[EXERCISE PASSAGE]:
= Beginning of Section =
Missed diagnosis of enthesitis related arthritis

Subjects presenting with psoriatic arthritis (PsA) may have a delayed or a missed diagnosis because skin psoriasis may be absent. A careful search for enthesitis related pathology is necessary. This case illustrates a man misdiagnosed as gout who actually had PsA.

The patient developed intermittent ankle joint pain and swelling starting at age 36. He had disabling symptoms during disease flares and was diagnosed as gout 4 years later. He sees and orthopaedic consultant with knee pain. The exam was normal. An MRI scan shows subtle bone oedema in the patella and he was dischaged without a specific diagnosis.

He is referred to Rheumatology with recurrent ankle swelling. He reported that his father had psoriasis. At the time of assessment his ankle joint and knee joints were clinically normal. His history did not sound typical of gout.

He had 4 pits on third fingernail of the right hand and 2 pits in the 5th fingernail of his left hand and nail dystrophy in third toe or right foot. A review of his imaging supported the diagnosis of Psoriatic Arthritis.
= End of Section =
[LISTED ENTRIES]:
= Beginning of Section =
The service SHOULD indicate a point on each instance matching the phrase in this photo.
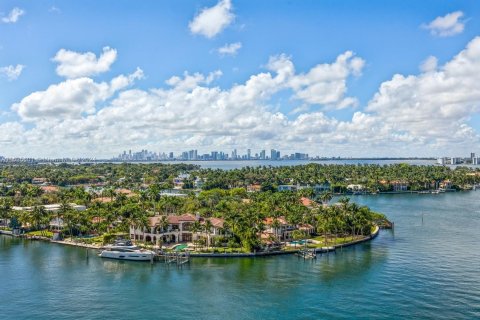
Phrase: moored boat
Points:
(125, 250)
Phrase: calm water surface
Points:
(427, 270)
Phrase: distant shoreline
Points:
(332, 248)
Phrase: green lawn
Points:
(44, 233)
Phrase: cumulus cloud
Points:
(73, 64)
(448, 25)
(326, 84)
(13, 16)
(211, 21)
(430, 64)
(410, 114)
(229, 49)
(12, 72)
(71, 98)
(434, 106)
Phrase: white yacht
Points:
(124, 250)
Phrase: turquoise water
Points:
(427, 270)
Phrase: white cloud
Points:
(13, 16)
(211, 21)
(229, 49)
(430, 64)
(434, 106)
(410, 114)
(12, 72)
(70, 99)
(326, 84)
(448, 25)
(54, 9)
(72, 64)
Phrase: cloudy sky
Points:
(331, 78)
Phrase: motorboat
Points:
(125, 250)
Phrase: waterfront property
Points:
(181, 228)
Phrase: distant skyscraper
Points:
(273, 154)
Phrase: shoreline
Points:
(321, 250)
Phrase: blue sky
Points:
(384, 38)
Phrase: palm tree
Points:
(326, 196)
(208, 229)
(195, 228)
(5, 210)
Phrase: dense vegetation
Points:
(373, 177)
(224, 196)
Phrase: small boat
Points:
(125, 250)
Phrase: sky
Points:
(88, 78)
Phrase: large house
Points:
(281, 230)
(56, 222)
(173, 228)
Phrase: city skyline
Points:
(344, 78)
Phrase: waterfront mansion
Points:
(171, 228)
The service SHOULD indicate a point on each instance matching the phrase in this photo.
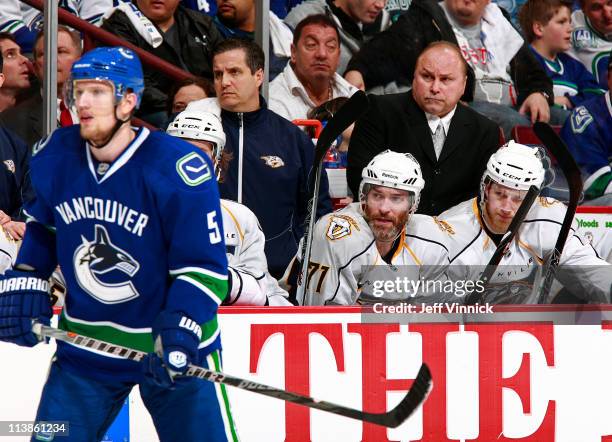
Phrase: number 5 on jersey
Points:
(214, 234)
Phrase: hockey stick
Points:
(346, 115)
(516, 222)
(570, 169)
(416, 395)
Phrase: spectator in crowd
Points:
(588, 134)
(450, 141)
(16, 18)
(186, 91)
(512, 7)
(547, 27)
(310, 79)
(236, 18)
(506, 83)
(272, 157)
(358, 21)
(180, 36)
(15, 71)
(26, 119)
(15, 186)
(592, 37)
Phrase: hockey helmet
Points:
(118, 65)
(515, 166)
(199, 125)
(395, 170)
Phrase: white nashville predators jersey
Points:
(8, 250)
(471, 248)
(344, 258)
(244, 243)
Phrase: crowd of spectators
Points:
(449, 81)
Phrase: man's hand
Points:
(356, 79)
(176, 338)
(16, 229)
(24, 298)
(537, 107)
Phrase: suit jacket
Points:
(25, 120)
(396, 122)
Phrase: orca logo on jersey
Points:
(193, 169)
(100, 258)
(580, 119)
(273, 161)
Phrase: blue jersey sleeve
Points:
(193, 228)
(39, 249)
(587, 143)
(586, 83)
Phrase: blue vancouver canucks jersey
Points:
(134, 237)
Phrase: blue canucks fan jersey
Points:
(570, 78)
(588, 134)
(134, 237)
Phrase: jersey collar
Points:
(123, 158)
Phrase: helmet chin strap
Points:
(118, 124)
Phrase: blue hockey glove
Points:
(176, 338)
(24, 298)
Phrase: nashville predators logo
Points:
(273, 161)
(547, 202)
(340, 226)
(444, 226)
(10, 165)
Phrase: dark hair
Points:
(451, 46)
(255, 58)
(540, 11)
(74, 36)
(317, 19)
(203, 83)
(5, 36)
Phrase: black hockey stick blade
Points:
(416, 395)
(350, 111)
(559, 150)
(515, 224)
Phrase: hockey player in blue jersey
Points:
(588, 134)
(133, 219)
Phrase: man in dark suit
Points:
(451, 142)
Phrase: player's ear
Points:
(127, 105)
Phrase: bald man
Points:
(450, 141)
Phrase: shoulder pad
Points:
(580, 119)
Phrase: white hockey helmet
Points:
(515, 166)
(396, 170)
(199, 125)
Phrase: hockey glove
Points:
(176, 338)
(24, 298)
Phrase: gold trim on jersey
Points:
(340, 227)
(444, 226)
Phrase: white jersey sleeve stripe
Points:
(202, 287)
(197, 270)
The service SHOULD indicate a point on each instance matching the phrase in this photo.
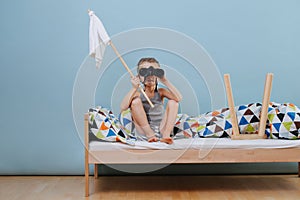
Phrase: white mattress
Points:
(199, 143)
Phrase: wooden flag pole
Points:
(131, 74)
(234, 123)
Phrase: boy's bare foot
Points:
(152, 139)
(167, 140)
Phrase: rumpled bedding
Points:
(283, 123)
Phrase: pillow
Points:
(105, 126)
(284, 121)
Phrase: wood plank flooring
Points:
(151, 187)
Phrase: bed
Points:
(240, 148)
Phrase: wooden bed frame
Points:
(134, 156)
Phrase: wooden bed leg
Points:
(264, 113)
(86, 151)
(265, 105)
(235, 128)
(96, 171)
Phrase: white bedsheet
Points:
(199, 143)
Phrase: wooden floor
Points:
(151, 187)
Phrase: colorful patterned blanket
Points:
(283, 123)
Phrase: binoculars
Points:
(151, 71)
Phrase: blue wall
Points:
(43, 43)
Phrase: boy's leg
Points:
(140, 119)
(168, 121)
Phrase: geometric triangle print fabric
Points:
(283, 122)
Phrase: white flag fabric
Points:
(98, 38)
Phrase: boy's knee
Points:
(173, 104)
(136, 102)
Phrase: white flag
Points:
(98, 38)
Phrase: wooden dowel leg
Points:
(298, 169)
(265, 105)
(96, 171)
(235, 128)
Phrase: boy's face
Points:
(150, 80)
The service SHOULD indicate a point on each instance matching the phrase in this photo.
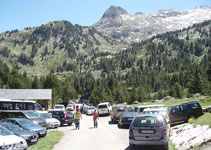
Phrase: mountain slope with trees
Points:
(175, 63)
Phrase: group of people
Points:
(78, 116)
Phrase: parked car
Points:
(126, 119)
(51, 122)
(10, 141)
(184, 111)
(149, 130)
(59, 107)
(117, 111)
(104, 108)
(65, 117)
(90, 110)
(27, 124)
(70, 107)
(140, 109)
(30, 137)
(161, 111)
(130, 109)
(28, 114)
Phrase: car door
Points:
(174, 115)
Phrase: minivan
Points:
(149, 130)
(140, 109)
(117, 111)
(28, 114)
(104, 108)
(184, 111)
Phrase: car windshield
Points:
(4, 131)
(130, 109)
(121, 109)
(129, 114)
(91, 108)
(11, 126)
(146, 121)
(59, 107)
(26, 122)
(161, 112)
(45, 115)
(32, 115)
(102, 106)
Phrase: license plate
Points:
(147, 131)
(34, 140)
(42, 132)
= End of Section =
[QUESTIONS]:
- 1) Answer these about the case report:
(a) At what age did the patient's ankle joint pain and swelling begin?
(b) What did the MRI scan show?
(c) Which family member did the patient say had psoriasis?
- 2) Could you copy, word for word, the part of the case report that opens with the words containing "He is referred" and closes with "typical of gout."?
The data has no connection to the case report.

[RESULTS FOR THE EXERCISE]:
- 1)
(a) 36
(b) Subtle bone oedema in the patella
(c) His father

- 2)
He is referred to Rheumatology with recurrent ankle swelling. He reported that his father had psoriasis. At the time of assessment his ankle joint and knee joints were clinically normal. His history did not sound typical of gout.